REQUIREMENTS >>
Write out all of the entries exactly, please.

'''

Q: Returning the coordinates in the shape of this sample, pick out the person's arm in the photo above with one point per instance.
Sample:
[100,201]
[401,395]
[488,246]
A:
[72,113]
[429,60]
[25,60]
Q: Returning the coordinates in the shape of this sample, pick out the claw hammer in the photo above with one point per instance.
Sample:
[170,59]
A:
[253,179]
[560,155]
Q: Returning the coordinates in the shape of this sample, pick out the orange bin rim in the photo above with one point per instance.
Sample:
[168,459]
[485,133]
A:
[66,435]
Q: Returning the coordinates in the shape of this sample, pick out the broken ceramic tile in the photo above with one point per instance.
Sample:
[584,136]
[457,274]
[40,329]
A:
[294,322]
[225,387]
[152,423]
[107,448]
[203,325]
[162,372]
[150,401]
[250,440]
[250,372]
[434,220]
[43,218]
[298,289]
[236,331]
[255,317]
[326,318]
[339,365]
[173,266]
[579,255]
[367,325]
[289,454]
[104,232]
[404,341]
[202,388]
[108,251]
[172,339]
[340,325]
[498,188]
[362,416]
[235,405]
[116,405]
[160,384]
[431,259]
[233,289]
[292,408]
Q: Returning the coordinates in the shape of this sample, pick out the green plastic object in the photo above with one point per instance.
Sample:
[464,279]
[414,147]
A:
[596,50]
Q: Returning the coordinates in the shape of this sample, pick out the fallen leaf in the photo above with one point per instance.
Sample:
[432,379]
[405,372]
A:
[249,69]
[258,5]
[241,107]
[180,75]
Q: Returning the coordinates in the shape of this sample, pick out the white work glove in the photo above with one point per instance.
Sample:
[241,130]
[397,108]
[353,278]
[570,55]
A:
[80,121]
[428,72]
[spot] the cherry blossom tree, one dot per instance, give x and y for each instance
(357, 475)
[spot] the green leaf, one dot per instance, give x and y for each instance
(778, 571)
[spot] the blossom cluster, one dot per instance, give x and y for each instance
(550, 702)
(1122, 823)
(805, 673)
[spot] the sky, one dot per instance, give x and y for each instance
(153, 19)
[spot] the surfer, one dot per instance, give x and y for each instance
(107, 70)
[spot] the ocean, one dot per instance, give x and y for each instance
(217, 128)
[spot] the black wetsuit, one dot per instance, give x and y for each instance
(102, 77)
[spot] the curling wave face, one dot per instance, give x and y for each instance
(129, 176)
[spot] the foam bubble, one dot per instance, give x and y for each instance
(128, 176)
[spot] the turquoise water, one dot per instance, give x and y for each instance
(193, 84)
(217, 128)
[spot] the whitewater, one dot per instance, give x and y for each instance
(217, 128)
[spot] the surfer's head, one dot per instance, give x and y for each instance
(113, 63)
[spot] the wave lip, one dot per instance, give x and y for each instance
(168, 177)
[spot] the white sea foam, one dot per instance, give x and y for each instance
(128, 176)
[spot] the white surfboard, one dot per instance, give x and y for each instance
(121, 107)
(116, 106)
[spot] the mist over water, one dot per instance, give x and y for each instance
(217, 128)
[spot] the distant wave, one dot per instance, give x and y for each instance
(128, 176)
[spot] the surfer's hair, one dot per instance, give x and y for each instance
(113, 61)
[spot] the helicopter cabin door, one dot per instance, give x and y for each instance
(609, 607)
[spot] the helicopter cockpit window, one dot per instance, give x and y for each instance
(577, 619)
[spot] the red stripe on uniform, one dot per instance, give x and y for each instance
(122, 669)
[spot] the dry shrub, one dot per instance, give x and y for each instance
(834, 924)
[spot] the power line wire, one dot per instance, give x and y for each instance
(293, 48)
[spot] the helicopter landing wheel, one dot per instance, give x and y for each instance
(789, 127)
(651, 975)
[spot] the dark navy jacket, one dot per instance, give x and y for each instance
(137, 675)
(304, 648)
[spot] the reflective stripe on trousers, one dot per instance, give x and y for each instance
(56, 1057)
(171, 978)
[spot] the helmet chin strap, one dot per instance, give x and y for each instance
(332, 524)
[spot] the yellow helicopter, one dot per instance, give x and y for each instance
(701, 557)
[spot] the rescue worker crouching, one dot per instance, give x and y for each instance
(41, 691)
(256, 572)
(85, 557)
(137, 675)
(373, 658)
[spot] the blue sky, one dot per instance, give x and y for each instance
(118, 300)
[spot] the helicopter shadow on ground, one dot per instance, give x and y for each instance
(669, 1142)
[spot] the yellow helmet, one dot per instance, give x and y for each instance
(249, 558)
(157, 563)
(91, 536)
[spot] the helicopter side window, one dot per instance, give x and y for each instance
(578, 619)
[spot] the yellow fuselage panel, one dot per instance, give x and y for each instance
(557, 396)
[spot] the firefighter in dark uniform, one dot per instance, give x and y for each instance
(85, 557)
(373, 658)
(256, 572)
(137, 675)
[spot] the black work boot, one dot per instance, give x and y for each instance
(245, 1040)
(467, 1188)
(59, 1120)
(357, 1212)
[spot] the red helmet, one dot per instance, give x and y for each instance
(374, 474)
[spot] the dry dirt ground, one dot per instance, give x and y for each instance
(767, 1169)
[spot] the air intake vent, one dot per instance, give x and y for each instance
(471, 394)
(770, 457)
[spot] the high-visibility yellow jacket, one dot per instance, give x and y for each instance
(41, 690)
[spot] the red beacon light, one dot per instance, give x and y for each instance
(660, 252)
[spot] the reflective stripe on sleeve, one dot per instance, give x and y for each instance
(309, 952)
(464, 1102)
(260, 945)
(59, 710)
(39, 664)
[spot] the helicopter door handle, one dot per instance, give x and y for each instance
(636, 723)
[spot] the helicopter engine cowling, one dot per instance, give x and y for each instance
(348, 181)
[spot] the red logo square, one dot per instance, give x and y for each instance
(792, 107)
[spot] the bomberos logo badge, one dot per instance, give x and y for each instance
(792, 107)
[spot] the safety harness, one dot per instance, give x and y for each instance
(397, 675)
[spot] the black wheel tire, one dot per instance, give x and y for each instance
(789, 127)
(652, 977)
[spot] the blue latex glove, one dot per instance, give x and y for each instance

'''

REPLY TO THE EXERCISE >>
Q: Returning the coordinates in the shape of this sample, pick out the person's arm in the photo above with one point per instance.
Sample:
[100,201]
[401,395]
[488,246]
A:
[72,113]
[429,60]
[25,60]
Q: Returning the coordinates in the shape of this sample, pick out the claw hammer in the photo above with one point per instance.
Sample:
[170,59]
A:
[253,179]
[560,155]
Q: Returning the coordinates in the shape of this sample, pick out the orange bin rim in the photo above with one point per instance.
Sample:
[168,459]
[485,133]
A:
[66,435]
Q: Returning the coordinates in the shape of this sample, pick out the broken ceramic tile in the photo above with one point per instance.
Sample:
[584,136]
[457,274]
[40,329]
A:
[294,322]
[225,387]
[152,423]
[107,448]
[203,325]
[162,372]
[150,401]
[250,440]
[250,372]
[434,220]
[43,218]
[298,289]
[236,331]
[255,317]
[326,318]
[339,365]
[173,266]
[579,255]
[367,325]
[289,454]
[104,232]
[404,341]
[202,388]
[108,251]
[172,339]
[340,325]
[498,188]
[362,416]
[235,405]
[116,405]
[160,384]
[431,259]
[233,289]
[292,408]
Q: Returning the coordinates in the shape of this sample, pick out the green plastic object in the photo above with one point per instance.
Sample:
[464,279]
[414,147]
A:
[596,50]
Q: Returning the coordinates in the shape of this sample, pick out the fallen leaf in the photo above with one point per instance.
Sample:
[432,379]
[405,372]
A:
[249,69]
[258,5]
[241,107]
[180,75]
Q: Returning the coordinates in the shape of this sample, pick out the white work glove in the photo above with one point per instance.
Sample:
[241,130]
[397,108]
[353,278]
[570,55]
A:
[80,121]
[428,72]
[spot] the cherry blossom tree, one dot per instance, give x and y for each instance
(357, 475)
[spot] the green leaf, one dot per instance, give x and y for each instance
(778, 571)
[spot] the blossom cluster, one dot per instance, give x and y for each instance
(550, 702)
(1122, 823)
(805, 673)
[spot] the sky, one dot per instance, give x and y for each instance
(153, 19)
[spot] the surfer, one dot per instance, give x and y for each instance
(107, 70)
[spot] the ocean, one dot per instance, give x and y for each instance
(217, 128)
[spot] the black wetsuit, one dot per instance, give x and y for each instance
(102, 77)
[spot] the curling wave face, one dot per instance, give x and y for each instance
(129, 176)
[spot] the foam bubble, one dot per instance, give x and y for each instance
(128, 176)
[spot] the turquoise water, one dot per instance, give x and y for each instance
(193, 84)
(217, 128)
[spot] the whitewater, one dot per instance, give x and y for each instance
(217, 128)
[spot] the surfer's head, one dot per instance, give x and y for each instance
(113, 63)
[spot] the wave lip, one dot per instance, give x and y for each instance
(168, 177)
[spot] the white sea foam, one dot per instance, give x and y for each instance
(128, 176)
[spot] the white surfboard, one dot per instance, give x and y for each instance
(121, 107)
(116, 106)
[spot] the mist over water, one dot per instance, give x and y for each instance
(217, 128)
[spot] the distant wave, one dot per instance, give x and y for each instance
(128, 176)
[spot] the surfer's hair, one dot per instance, give x and y for each instance
(113, 61)
[spot] the helicopter cabin door, one dot per instance, give x and y for each instance
(609, 607)
[spot] the helicopter cockpit window, one dot per instance, give x and y for each instance
(577, 619)
[spot] the red stripe on uniform, one dot per instance, give x and y for each instance
(122, 669)
[spot] the dry shrub, one dot per instance, give x and y for each instance
(834, 924)
[spot] the power line wire, one dot per instance, give x and y for each instance
(293, 48)
[spot] the helicopter landing wheel, one dot per instance, give x and y for each instance
(789, 127)
(651, 975)
[spot] the dark navy jacket, one dot per instance, give x and y for each instance
(137, 675)
(304, 648)
[spot] the reflective stripe on trousers, one dot per instance, give x and y for each instance
(56, 1057)
(171, 978)
[spot] the helmet chin strap, one dot per instance, give x and y for each instance
(332, 524)
[spot] the yellow helicopter, one dot per instance, give x and y for each instance
(701, 557)
[spot] the rescue worker crouching, one dot per instance, give x and y for each instance
(41, 691)
(256, 572)
(85, 557)
(137, 675)
(373, 658)
[spot] the blue sky, one dot per instance, give x and y for each instance
(118, 300)
[spot] the helicopter shadow on ground, one dot per instance, give x and y for each instance
(669, 1142)
[spot] the yellow helmet, one dot per instance, give x and y for each instance
(249, 558)
(157, 563)
(91, 536)
[spot] the helicopter side window, one dot per instance, give x and y for each instance
(578, 619)
[spot] the yellow fuselage panel, one dot per instance, give x and y for each instance
(557, 396)
[spot] the firefighter in dark uniform, one dot per instance, give x and y for each instance
(85, 557)
(373, 658)
(256, 572)
(137, 675)
[spot] the black work boot, one dot per instance, give x and y for each instance
(245, 1040)
(467, 1188)
(59, 1120)
(357, 1212)
[spot] the red helmet, one dot per instance, give x and y for each instance
(374, 474)
[spot] the dry dirt ground, one dot per instance, give x and y for each instance
(767, 1169)
[spot] the air intake vent, one dot per instance, give x and y for each instance
(471, 394)
(770, 457)
[spot] the high-visibility yellow jacket, one dot per instance, give x and y for each instance
(41, 690)
[spot] the red beacon light, one dot per instance, give x and y for each instance
(660, 252)
[spot] the reflective stripe on sleeve, one dot per instance, give x and y for each instance
(309, 952)
(464, 1102)
(260, 945)
(59, 710)
(39, 664)
[spot] the helicopter door handle, one dot per instance, give x and y for each instance
(636, 723)
[spot] the helicopter engine cowling, one dot per instance, give x and y for each instance
(348, 181)
[spot] the red logo square, one dot per instance, give x and y for each instance
(792, 107)
[spot] the bomberos logo badge, one dot per instance, give x and y for each instance
(792, 107)
[spot] the safety harness, one dot per instance, give x and y for each instance
(397, 675)
[spot] the black wheel tire, one dot per instance, give x and y for each instance
(789, 127)
(652, 977)
[spot] the blue latex glove, one dot per instance, give x and y for each instance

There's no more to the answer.